→ **Required task**
Pull out every line in the entries below that contains the string "panel".

→ **Labeled-object pointing entries**
■ ■ ■
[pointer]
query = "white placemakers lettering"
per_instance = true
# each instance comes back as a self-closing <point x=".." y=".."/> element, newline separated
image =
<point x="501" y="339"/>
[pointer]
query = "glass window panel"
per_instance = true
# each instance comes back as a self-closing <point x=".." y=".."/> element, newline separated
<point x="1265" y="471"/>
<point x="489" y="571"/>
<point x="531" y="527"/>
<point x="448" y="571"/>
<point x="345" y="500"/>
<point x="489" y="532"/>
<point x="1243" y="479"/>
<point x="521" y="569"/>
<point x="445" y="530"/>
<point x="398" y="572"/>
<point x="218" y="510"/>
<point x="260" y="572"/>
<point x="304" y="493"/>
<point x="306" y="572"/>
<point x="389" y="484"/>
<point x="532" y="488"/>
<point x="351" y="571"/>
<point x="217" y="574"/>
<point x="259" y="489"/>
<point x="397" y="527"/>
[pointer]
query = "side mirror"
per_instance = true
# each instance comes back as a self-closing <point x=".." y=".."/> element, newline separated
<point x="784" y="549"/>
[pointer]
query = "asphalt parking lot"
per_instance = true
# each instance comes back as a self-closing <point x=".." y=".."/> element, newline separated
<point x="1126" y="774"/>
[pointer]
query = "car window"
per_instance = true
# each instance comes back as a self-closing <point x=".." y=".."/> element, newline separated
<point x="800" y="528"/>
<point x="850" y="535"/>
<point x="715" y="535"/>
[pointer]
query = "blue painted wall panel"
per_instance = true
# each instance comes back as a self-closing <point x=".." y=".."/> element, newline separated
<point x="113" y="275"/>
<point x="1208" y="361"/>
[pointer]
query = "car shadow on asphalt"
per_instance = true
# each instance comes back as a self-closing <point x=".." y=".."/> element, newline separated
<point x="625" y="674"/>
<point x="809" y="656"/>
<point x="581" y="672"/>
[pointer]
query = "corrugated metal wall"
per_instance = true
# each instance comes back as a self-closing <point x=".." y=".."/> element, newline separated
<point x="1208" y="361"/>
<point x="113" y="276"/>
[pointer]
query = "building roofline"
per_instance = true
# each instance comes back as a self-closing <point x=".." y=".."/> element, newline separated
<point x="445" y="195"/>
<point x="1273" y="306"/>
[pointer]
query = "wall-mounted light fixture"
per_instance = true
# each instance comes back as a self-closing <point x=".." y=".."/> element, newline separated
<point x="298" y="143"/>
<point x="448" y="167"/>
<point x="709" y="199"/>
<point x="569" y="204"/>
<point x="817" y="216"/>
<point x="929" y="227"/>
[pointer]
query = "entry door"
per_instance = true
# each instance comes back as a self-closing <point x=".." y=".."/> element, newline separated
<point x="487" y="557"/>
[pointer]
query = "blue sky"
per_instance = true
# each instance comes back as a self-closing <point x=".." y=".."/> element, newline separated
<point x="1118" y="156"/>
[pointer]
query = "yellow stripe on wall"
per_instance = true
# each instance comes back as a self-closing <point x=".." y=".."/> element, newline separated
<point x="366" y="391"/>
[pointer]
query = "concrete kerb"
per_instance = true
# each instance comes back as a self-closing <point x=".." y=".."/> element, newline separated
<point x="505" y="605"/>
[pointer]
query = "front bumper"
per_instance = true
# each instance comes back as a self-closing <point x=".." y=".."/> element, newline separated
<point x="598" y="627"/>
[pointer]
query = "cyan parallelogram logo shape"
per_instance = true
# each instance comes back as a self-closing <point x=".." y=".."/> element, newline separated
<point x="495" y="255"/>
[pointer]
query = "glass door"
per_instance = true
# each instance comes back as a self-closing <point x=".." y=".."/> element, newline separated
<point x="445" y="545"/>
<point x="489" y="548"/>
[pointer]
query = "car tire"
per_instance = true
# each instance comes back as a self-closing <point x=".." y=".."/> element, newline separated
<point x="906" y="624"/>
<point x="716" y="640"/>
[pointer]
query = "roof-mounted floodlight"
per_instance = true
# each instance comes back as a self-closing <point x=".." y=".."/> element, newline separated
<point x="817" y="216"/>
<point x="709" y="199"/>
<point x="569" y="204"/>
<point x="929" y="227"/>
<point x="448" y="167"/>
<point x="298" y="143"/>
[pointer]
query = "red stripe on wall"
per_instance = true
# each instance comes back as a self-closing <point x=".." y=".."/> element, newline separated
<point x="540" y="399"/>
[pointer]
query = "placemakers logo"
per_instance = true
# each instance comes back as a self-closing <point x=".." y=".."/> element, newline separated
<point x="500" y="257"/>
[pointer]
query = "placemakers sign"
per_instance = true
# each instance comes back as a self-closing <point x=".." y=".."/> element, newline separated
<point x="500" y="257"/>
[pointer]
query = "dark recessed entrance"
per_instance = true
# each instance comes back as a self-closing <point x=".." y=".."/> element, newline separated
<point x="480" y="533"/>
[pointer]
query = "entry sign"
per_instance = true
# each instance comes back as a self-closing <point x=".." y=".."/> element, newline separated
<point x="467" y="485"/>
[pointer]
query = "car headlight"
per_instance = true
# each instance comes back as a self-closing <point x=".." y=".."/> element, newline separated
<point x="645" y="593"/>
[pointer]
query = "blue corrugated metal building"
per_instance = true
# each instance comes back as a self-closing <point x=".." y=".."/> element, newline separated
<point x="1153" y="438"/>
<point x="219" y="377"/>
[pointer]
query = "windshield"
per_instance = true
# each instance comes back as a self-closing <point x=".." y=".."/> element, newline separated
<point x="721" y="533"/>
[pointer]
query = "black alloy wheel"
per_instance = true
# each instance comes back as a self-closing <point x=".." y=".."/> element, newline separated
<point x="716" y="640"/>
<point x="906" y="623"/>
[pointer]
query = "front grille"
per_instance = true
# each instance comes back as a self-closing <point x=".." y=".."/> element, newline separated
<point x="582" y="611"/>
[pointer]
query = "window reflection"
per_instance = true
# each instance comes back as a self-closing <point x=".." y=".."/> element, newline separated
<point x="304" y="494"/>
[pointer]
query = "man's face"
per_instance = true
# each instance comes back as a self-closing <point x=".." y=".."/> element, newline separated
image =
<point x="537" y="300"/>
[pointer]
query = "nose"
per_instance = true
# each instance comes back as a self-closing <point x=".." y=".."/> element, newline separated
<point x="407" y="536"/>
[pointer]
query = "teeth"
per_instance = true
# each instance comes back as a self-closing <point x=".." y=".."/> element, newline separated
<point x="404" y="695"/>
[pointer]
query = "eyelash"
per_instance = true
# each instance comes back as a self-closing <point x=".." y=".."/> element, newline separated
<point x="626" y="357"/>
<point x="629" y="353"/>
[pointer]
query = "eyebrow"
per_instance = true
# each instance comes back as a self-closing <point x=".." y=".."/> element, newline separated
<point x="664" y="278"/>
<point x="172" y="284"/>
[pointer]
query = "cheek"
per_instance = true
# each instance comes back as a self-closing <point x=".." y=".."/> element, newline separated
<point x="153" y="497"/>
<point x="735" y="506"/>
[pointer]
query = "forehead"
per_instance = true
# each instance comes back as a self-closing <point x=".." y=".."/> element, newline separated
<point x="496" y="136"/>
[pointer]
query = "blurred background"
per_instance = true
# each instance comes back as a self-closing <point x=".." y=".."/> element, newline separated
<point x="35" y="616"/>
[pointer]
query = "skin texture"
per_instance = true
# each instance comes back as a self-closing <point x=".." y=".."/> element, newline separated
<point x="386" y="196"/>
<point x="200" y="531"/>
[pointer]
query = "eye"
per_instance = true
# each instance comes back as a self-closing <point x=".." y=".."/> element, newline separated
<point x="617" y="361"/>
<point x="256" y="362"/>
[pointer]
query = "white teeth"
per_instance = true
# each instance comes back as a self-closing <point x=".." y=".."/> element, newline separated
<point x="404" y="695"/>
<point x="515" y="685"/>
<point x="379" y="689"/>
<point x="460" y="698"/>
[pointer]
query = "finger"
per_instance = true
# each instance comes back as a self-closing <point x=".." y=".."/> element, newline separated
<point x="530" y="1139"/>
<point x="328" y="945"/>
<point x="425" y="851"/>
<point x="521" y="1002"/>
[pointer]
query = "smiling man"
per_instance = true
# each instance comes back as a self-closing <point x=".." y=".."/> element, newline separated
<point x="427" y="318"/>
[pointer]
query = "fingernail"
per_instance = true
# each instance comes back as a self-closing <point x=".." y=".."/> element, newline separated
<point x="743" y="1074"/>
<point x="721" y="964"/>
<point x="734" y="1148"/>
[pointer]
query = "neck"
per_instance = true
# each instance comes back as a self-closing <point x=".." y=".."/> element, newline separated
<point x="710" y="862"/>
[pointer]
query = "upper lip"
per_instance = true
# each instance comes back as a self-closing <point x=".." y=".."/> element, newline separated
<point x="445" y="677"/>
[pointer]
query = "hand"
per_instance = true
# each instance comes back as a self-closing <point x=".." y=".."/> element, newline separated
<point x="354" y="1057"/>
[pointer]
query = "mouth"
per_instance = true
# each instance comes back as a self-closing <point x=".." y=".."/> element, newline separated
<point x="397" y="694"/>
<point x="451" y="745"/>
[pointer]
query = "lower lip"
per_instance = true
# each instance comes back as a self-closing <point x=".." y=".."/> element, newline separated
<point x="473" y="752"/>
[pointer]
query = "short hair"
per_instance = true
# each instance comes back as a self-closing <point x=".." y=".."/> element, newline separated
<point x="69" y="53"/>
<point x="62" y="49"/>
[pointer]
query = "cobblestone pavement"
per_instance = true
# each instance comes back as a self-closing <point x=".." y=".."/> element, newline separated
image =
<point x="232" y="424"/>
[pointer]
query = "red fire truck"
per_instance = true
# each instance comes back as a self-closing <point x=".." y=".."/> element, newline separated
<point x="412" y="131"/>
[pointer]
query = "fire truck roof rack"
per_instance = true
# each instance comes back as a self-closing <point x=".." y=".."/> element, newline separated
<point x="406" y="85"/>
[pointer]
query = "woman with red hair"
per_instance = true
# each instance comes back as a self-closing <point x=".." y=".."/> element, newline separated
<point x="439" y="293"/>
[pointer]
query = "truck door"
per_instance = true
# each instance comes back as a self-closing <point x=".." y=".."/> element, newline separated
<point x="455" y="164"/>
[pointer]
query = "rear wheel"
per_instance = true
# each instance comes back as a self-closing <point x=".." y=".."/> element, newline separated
■ ■ ■
→ **The reply**
query = "glass window panel"
query = "blue painted wall panel"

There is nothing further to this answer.